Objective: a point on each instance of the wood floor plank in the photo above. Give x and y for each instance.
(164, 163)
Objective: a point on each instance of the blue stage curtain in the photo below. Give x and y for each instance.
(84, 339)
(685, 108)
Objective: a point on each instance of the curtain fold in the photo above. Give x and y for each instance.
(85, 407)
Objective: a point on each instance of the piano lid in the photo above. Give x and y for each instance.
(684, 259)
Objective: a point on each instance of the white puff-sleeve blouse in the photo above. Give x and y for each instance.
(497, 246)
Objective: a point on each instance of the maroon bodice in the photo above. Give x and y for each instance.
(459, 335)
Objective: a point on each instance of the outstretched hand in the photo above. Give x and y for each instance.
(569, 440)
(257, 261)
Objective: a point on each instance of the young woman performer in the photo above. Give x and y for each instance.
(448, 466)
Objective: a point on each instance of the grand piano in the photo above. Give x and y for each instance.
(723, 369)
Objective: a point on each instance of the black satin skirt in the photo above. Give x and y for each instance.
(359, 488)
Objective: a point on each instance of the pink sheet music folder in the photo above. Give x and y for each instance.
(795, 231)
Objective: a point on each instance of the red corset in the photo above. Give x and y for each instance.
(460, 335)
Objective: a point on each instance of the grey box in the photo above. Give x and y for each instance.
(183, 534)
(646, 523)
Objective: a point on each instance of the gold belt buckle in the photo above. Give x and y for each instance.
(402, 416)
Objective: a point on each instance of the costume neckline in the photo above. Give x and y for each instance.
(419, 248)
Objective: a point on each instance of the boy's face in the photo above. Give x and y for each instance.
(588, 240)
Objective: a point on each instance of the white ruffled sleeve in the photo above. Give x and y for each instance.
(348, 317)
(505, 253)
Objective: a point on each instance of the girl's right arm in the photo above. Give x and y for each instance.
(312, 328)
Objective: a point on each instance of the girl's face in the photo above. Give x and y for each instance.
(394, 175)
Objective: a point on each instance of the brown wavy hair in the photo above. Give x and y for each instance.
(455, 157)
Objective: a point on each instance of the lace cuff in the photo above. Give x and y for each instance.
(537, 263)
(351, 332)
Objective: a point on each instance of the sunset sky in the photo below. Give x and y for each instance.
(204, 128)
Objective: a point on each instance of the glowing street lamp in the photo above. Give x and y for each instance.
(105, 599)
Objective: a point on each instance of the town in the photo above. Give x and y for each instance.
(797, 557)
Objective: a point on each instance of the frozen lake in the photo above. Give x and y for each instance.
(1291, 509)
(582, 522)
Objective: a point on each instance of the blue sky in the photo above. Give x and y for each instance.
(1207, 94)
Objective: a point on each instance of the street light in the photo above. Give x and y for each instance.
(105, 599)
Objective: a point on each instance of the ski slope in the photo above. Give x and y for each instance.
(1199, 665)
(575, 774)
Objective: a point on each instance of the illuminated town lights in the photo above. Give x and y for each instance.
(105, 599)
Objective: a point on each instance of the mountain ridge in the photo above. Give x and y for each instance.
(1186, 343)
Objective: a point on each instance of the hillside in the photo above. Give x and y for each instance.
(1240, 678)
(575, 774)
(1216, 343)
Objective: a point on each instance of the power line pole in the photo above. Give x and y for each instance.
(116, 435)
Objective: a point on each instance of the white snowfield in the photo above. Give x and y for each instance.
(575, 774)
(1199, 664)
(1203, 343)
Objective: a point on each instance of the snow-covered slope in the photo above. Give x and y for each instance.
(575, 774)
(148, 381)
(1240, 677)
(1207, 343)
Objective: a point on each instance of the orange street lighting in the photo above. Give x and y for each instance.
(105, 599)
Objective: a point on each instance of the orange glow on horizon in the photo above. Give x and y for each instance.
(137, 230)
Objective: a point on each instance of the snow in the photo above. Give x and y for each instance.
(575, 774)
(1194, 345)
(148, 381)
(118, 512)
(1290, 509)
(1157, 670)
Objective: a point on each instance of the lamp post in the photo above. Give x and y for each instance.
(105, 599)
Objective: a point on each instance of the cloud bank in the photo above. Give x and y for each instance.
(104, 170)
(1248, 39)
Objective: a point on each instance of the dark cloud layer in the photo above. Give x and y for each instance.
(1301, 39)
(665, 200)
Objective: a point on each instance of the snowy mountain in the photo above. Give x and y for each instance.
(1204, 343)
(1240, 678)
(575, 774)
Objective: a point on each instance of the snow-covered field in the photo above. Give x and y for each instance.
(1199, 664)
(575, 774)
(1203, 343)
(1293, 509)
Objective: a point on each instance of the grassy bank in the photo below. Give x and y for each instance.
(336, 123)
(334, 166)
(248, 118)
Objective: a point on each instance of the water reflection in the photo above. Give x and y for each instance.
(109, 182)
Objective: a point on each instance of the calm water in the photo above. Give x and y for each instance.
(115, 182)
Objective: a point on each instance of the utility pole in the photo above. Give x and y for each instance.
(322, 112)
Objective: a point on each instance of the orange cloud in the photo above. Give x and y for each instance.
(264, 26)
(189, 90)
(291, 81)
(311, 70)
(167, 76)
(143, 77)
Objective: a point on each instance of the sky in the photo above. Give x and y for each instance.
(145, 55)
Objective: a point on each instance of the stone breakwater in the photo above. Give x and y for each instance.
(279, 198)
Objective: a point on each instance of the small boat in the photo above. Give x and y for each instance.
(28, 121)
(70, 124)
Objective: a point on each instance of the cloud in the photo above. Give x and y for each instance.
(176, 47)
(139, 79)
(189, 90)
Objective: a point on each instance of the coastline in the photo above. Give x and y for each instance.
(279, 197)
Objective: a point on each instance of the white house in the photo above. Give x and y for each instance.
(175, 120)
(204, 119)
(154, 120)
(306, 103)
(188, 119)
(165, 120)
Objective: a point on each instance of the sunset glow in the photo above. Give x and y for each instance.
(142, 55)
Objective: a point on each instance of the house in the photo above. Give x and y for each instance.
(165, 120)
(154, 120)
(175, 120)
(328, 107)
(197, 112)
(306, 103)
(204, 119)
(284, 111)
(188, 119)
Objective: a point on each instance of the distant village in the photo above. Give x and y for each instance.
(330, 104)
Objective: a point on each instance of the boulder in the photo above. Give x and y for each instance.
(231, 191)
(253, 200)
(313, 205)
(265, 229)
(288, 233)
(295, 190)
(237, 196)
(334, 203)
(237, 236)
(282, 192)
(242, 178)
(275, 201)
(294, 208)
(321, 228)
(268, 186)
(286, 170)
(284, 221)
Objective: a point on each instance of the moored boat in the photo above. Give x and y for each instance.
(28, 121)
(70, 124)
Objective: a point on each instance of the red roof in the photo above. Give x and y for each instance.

........

Reproduce the lines from the line containing "Objective: a point on each instance of the white ruffled" up to and including the line containing "(1186, 343)", swapping "instance" for "occurrence" and leaving everything else unchanged.

:: Exercise output ::
Objective: a point on each occurrence of the white ruffled sleeve in the photo above. Give x and y for each occurrence.
(348, 317)
(505, 253)
Objective: a point on each occurrence of the girl's right arm in the photo above. Give x and y for each occurrence.
(312, 328)
Objective: a point on each occurrence of the girl's face in the photo above. Give x and y for each occurrence.
(394, 175)
Objective: a point on each occurrence of the brown wavy hair in the photo above. Give x and y for each occurrence.
(455, 157)
Objective: a point on each occurrence of the lace cuff in the photo above. Give x and y for each occurrence.
(537, 263)
(351, 332)
Objective: a point on each occurrence of the sunset sky in the photo below. Give x and y for each occurrence.
(204, 128)
Objective: a point on each occurrence of the glowing street lamp in the photo above. Give x and y for each occurrence.
(105, 599)
Objective: a point on each occurrence of the town in the photo above. Give x and y for each occurrence.
(797, 557)
Objective: a point on each occurrence of the frozen lake in the photo above. Give x and y for each occurrence.
(1291, 509)
(582, 522)
Objective: a point on each occurrence of the blue sky in the photo above. Give x and y for each occurrence.
(1207, 94)
Objective: a point on each occurrence of the street light in the photo above. Give x and y for each occurrence.
(105, 599)
Objective: a point on each occurrence of the ski slope in the photo above. Give x and y for each occurrence.
(1199, 665)
(575, 774)
Objective: a point on each occurrence of the illuminated town lights in the photo above. Give x and y for each occurrence.
(105, 599)
Objective: a point on each occurrence of the mountain ridge in the photo above. Give x and y for each occurrence.
(1186, 343)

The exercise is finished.